Start of Block
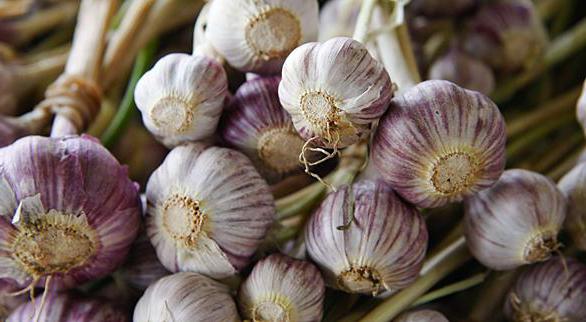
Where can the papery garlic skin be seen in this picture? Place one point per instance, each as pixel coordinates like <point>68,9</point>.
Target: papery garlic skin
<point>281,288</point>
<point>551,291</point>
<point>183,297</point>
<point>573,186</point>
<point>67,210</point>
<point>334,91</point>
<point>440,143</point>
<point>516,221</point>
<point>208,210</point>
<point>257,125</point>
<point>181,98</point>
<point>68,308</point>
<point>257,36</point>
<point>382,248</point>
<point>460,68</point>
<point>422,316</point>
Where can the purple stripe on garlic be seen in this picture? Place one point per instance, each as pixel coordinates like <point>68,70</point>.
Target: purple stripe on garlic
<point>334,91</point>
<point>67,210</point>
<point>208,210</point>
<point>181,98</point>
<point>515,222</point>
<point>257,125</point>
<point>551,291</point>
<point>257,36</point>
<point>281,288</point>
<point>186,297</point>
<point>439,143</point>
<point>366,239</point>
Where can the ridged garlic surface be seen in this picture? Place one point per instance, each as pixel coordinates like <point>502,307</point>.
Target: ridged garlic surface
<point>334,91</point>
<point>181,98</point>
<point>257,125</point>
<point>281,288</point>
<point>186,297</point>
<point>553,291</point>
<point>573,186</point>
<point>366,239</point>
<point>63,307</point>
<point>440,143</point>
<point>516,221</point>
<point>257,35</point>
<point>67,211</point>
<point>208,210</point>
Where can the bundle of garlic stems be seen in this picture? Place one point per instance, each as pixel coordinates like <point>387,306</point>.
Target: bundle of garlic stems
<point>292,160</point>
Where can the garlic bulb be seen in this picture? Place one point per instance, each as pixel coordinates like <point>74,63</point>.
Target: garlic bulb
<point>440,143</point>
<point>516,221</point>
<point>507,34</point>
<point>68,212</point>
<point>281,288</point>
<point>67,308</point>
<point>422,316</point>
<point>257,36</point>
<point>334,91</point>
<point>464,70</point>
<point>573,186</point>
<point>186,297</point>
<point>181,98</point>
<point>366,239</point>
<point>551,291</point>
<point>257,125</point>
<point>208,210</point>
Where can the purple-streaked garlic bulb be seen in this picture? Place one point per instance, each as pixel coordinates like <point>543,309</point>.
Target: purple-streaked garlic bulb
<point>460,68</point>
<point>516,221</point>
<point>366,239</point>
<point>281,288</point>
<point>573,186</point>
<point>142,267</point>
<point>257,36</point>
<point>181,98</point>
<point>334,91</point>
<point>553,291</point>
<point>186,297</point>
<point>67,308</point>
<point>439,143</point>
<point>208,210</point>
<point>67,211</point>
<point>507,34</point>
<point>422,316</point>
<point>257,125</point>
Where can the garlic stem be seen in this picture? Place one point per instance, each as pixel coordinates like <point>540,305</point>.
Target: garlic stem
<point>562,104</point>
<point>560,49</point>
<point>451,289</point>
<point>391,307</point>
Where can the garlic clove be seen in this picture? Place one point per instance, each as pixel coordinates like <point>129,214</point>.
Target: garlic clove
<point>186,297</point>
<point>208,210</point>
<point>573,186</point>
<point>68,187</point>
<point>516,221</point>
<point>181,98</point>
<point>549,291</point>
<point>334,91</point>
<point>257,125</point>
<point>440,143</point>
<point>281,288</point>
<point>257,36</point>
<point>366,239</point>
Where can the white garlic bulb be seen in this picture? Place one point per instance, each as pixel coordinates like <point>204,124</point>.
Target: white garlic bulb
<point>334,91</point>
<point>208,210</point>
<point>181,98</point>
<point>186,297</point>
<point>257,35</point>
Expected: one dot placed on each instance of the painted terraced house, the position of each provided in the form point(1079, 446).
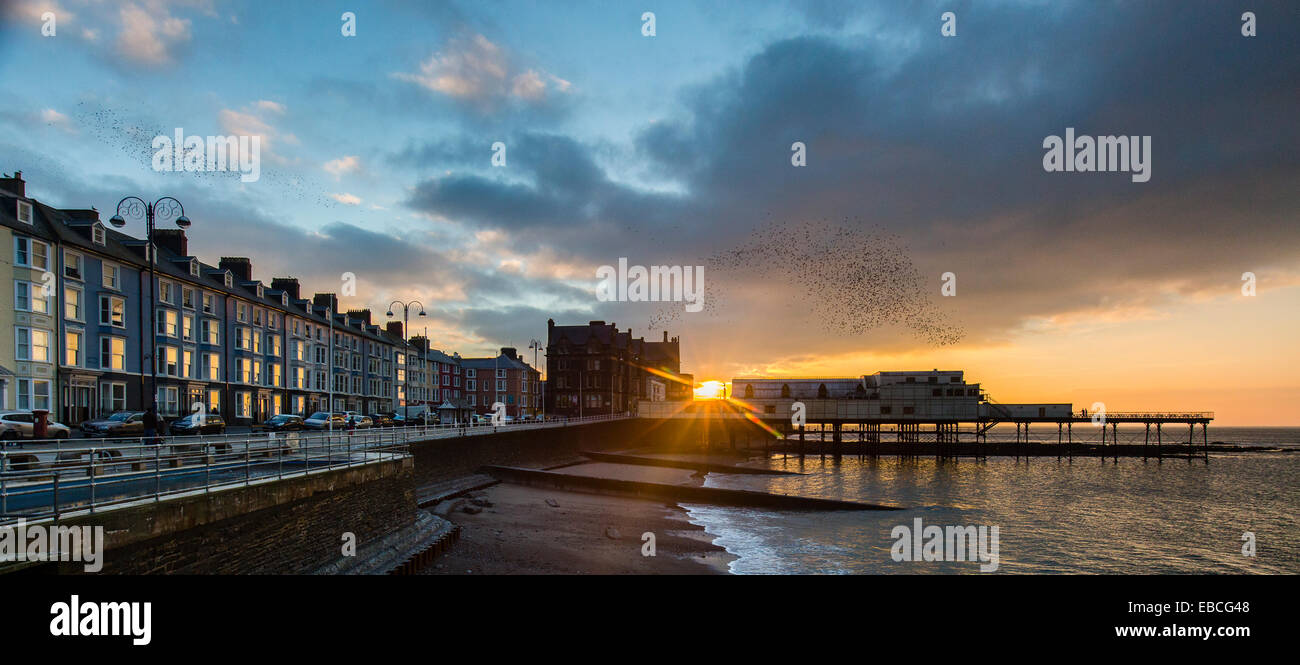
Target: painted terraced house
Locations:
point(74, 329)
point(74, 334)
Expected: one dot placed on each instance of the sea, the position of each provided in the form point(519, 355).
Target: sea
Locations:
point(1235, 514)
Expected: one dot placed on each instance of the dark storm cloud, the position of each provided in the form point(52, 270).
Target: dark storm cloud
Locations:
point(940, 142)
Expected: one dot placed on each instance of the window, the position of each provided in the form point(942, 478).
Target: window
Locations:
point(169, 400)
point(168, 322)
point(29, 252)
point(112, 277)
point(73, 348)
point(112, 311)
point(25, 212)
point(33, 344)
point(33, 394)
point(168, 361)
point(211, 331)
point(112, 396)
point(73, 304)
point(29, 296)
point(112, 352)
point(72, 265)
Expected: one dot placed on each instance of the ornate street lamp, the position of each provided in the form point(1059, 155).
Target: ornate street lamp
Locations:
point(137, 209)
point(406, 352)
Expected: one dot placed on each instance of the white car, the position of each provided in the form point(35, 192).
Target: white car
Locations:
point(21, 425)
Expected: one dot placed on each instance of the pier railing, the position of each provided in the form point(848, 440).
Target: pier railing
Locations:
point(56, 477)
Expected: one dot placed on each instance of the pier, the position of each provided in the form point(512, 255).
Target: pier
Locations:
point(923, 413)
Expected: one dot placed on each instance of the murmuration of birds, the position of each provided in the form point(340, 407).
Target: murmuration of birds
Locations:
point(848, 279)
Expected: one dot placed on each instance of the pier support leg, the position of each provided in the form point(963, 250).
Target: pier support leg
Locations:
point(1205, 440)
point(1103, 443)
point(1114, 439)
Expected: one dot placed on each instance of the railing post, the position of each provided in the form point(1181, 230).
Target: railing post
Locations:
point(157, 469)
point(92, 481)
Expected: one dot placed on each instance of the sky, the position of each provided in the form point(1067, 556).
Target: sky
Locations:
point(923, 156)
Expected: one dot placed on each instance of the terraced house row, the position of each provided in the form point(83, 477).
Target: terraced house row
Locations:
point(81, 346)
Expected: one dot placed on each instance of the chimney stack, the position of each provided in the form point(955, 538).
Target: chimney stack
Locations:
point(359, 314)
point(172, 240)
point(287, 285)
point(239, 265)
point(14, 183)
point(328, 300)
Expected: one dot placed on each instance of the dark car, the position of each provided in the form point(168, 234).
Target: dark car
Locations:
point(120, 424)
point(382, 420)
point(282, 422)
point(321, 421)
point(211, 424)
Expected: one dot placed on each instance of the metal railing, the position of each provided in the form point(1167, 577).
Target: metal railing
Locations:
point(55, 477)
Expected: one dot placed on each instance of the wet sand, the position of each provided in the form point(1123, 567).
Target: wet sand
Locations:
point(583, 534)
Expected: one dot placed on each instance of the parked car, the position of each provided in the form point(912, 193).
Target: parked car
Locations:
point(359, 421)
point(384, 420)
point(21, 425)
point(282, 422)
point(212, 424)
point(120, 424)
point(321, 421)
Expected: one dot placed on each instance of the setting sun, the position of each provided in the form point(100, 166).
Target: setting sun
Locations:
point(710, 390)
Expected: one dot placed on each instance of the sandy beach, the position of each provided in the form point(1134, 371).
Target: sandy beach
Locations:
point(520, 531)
End of Block
Start of Block
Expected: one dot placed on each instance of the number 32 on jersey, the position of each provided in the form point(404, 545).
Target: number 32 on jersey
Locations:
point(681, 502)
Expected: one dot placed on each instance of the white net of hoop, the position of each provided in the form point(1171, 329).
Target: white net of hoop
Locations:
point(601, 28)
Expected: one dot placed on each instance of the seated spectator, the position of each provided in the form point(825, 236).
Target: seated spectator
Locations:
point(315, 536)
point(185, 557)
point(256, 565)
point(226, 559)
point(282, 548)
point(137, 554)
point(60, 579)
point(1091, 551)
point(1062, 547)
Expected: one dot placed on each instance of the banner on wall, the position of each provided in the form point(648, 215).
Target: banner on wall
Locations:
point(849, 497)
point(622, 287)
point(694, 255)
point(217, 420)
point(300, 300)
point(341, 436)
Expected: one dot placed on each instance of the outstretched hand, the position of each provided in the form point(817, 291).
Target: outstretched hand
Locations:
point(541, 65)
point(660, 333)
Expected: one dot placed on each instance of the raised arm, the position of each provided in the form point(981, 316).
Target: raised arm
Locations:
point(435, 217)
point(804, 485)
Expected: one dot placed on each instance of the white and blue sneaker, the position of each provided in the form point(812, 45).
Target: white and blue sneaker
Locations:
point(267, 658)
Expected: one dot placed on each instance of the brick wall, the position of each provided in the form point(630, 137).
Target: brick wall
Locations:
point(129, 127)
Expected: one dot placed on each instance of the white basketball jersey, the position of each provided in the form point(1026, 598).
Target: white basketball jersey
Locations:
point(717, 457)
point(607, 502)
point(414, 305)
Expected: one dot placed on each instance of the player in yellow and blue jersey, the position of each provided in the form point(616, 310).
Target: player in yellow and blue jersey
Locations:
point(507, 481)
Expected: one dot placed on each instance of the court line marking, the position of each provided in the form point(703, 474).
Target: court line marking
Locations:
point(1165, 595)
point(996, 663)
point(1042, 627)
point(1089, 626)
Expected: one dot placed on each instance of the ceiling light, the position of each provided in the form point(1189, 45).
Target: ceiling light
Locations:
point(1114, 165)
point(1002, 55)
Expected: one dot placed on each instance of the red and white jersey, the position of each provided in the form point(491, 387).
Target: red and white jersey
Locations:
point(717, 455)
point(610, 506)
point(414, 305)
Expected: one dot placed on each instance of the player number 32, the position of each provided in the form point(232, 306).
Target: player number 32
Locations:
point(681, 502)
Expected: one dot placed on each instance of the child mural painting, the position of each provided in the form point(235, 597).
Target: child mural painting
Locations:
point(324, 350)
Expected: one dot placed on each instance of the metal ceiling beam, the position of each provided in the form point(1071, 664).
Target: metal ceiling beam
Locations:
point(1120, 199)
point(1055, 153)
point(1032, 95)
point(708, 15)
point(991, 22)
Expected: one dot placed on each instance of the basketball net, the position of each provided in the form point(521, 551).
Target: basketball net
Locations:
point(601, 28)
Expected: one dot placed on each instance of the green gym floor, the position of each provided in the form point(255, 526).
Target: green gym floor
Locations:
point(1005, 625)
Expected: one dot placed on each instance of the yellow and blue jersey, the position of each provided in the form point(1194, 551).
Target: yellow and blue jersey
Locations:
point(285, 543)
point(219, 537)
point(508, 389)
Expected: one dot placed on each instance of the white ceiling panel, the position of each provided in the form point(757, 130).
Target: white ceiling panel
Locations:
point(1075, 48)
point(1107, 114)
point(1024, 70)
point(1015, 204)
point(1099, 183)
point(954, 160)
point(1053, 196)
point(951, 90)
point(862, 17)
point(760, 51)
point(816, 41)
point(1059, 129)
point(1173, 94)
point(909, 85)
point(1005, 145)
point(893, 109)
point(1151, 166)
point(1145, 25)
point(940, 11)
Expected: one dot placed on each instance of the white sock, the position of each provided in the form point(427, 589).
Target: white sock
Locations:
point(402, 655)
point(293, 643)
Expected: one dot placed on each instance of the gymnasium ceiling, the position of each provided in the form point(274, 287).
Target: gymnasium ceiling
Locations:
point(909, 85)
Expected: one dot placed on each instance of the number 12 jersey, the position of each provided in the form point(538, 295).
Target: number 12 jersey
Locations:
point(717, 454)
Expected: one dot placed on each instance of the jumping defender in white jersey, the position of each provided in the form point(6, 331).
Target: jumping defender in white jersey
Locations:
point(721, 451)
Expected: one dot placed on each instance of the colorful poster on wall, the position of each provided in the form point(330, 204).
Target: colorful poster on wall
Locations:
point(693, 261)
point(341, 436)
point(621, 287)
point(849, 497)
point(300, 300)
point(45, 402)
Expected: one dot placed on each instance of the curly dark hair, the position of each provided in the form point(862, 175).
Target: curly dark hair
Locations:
End of Block
Assignment
Give the count of lines in the data above that hold the string "light", with no additional words.

Solved problem
2